▸ **Extracted text**
----------

Why The Blair Witch Project Ruled (And Its Imitators Sucked)
Hey, friend. Did you know there's a new Blair Witch movie coming out like ... right now? I ask because, until a few months ago, this surprise sequel was hiding under a completely different name, like some kind of Witness Protection stoolie.
It probably didn't want to be associated with its shameful stepfather.
That's right: The indie hit about grunge kids getting spooked by drafty tents and twig dolls is back for more! Too bad a lot of you probably don't give two sweaty figs either way. Up until recently, Google Trends has shown less interest in this very real sequel than those sad rumors of a Blair Witch 3 back in 2009. I'm not saying this new film will blow (in fact, one of the best modern horror directors made it), but it's weird that there's such a subdued online response, considering how the 1999 original was among the highest-grossing, most intensely hyped indie horrors of all time. Would you like to drown in a sea of unknown actresses crying directly into a grainy camera? Awesome, the new Blair Witch trailer has got you covered.

----------

▸ **Stored items from a collection**
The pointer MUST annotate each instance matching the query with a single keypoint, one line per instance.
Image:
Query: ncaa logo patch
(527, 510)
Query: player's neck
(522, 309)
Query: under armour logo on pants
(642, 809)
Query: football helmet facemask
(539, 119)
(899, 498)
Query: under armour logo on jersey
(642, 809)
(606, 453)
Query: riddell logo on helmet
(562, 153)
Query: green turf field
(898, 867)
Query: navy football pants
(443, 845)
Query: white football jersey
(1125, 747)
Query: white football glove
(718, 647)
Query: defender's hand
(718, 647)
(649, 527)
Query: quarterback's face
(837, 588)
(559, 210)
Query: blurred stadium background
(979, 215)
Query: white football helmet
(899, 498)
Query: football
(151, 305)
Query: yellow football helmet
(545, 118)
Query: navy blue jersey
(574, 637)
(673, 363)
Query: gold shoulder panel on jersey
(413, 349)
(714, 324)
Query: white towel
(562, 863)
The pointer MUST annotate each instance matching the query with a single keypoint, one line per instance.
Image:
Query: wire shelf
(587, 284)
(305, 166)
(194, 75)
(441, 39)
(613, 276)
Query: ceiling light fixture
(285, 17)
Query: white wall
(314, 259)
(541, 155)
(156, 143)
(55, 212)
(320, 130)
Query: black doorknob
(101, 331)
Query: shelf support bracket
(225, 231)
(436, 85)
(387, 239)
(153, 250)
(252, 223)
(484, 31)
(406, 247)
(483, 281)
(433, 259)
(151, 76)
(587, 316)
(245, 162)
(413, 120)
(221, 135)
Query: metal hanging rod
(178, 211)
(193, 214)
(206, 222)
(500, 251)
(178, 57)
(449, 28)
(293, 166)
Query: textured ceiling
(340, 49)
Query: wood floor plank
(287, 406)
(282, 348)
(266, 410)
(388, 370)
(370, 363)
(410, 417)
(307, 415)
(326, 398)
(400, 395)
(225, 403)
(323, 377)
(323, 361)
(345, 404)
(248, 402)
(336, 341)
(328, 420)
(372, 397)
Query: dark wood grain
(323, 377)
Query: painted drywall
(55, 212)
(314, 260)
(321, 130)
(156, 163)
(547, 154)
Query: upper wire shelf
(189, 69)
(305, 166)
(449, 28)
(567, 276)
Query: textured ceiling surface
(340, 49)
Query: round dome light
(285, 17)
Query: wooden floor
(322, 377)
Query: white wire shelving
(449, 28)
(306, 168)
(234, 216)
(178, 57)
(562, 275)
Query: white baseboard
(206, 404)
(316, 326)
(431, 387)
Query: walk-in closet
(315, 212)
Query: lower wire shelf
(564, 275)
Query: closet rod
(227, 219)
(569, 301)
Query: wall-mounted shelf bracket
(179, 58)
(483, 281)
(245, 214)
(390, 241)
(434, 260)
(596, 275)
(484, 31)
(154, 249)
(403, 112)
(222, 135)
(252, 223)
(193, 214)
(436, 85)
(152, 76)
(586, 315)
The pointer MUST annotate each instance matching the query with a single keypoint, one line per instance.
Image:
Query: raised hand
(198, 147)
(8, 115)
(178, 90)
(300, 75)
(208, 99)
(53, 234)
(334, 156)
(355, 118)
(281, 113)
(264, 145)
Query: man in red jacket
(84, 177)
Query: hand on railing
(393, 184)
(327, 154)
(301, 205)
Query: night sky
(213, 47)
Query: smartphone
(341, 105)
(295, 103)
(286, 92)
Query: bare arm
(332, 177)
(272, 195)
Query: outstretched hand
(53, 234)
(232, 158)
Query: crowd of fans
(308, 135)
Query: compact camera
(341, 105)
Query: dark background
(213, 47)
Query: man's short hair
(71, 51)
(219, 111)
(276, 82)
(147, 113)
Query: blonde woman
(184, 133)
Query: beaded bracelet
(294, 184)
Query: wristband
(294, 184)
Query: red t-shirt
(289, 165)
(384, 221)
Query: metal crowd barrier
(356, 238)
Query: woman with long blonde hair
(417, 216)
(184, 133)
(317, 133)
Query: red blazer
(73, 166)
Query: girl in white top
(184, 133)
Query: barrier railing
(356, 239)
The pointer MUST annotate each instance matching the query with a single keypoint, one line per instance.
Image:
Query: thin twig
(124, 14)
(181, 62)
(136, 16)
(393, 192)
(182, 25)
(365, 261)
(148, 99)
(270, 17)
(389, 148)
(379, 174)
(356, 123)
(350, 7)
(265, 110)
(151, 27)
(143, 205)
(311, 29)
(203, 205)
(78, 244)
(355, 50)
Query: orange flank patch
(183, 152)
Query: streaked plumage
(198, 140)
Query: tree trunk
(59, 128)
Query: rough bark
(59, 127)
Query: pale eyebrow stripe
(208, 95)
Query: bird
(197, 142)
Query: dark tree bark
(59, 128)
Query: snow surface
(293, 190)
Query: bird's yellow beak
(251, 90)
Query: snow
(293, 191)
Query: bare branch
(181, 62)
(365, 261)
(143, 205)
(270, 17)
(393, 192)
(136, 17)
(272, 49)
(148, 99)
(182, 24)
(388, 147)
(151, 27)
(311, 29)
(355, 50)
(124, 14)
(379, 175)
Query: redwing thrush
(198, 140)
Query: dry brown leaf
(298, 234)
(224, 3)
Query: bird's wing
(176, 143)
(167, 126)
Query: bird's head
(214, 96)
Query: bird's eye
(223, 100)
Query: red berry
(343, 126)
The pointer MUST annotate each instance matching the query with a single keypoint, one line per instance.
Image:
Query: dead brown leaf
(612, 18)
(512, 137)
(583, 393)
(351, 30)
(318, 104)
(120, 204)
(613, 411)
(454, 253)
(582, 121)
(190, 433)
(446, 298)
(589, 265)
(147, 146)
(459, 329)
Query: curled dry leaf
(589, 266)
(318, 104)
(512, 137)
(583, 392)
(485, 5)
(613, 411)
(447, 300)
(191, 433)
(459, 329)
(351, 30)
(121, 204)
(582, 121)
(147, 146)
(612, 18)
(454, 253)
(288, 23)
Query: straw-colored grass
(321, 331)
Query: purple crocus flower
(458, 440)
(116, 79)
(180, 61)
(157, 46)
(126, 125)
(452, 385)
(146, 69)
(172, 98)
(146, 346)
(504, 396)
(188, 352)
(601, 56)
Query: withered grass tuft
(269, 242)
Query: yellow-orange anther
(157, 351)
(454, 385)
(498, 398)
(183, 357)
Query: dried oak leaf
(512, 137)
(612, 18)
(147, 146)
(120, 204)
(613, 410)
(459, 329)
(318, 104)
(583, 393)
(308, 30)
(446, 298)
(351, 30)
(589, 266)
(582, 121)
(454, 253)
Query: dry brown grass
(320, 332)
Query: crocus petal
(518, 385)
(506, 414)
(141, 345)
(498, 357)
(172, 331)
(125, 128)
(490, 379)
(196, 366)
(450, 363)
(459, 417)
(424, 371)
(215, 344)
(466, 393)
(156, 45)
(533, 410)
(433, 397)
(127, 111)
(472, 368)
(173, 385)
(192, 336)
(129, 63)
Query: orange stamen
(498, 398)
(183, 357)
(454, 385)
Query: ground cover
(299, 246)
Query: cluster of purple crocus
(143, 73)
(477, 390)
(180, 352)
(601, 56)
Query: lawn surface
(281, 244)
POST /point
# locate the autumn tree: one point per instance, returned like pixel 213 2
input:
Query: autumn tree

----------

▸ **Exercise instructions**
• A. Copy the passage from the Blair Witch article word for word, starting with "Hey, friend. Did" and going on through "Witness Protection stoolie.".
• B. List every number written in digits in the Blair Witch article, in the order they appear.

▸ **Numbered answers**
• A.
Hey, friend. Did you know there's a new Blair Witch movie coming out like ... right now? I ask because, until a few months ago, this surprise sequel was hiding under a completely different name, like some kind of Witness Protection stoolie.

• B.
3
2009
1999